Il n’y a pas de campagne et d’action qui rentrent mieux dans le cadre légal de la défense des intérêts professionnels. Les États-Unis nous ont donné l’exemple et la preuve de ce que, dans le même sens et les mêmes professions, les travailleurs peuvent obtenir des pouvoirs publics pour la sauvegarde de leur travail. Ne sont-ce pas les ouvriers typographes d’Amérique qui, pour assurer la prospérité des industries américaines dont ils vivent, ont fait voter et si longtemps maintenir la loi exigeant que, pour bénéficier de la production contre les traductions non autorisées et contre le pillage sur le territoire des États-Unis, tout livre étranger devrait y être matériellement refabriqué ? C’est seulement depuis quelques années que les intérêts professionnels des ouvriers américains se sont inclinés devant ce principe de haute justice, à savoir que les œuvres de l’esprit sont une propriété morale et matérielle et qu’elles ont droit au respect.

- CONSIGNE: Reprenez le texte sur les ouvriers typographes et la propriété des œuvres de l'esprit, et poursuivez-le après sa dernière phrase.

- EXTRAIT DES DONNÉES:
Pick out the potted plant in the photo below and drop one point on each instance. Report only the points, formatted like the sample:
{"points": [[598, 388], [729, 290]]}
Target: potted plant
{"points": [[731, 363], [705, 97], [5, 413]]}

- RÉPONSE ATTENDUE:
En contribuant ainsi à protéger le livre français, à rendre plus aisée sa diffusion au dehors, ce n’est pas seulement pour eux-mêmes que travailleraient les 470 000 ouvriers du Livre, mais indirectement pour les millions d’ouvriers français de toutes les professions. Car, comme l’expose fort justement M. Georges Valois, éditeur clairvoyant et très attentif à tous les problèmes de notre expansion industrielle et économique, les livres français, quels qu’ils soient, — les romans comme les livres scientifiques, — sont d’efficaces et séduisants prospectus pour toutes les industries et pour tous les commerces de notre pays. D’abord parce que, d’une manière générale, ils font connaître la pensée, le goût, la civilisation de notre patrie. Ensuite parce que, présentant d’une manière attrayante les jolies choses et les fortes constructions de chez nous, ils appellent les commandes aux industries nationales qui les fabriquent.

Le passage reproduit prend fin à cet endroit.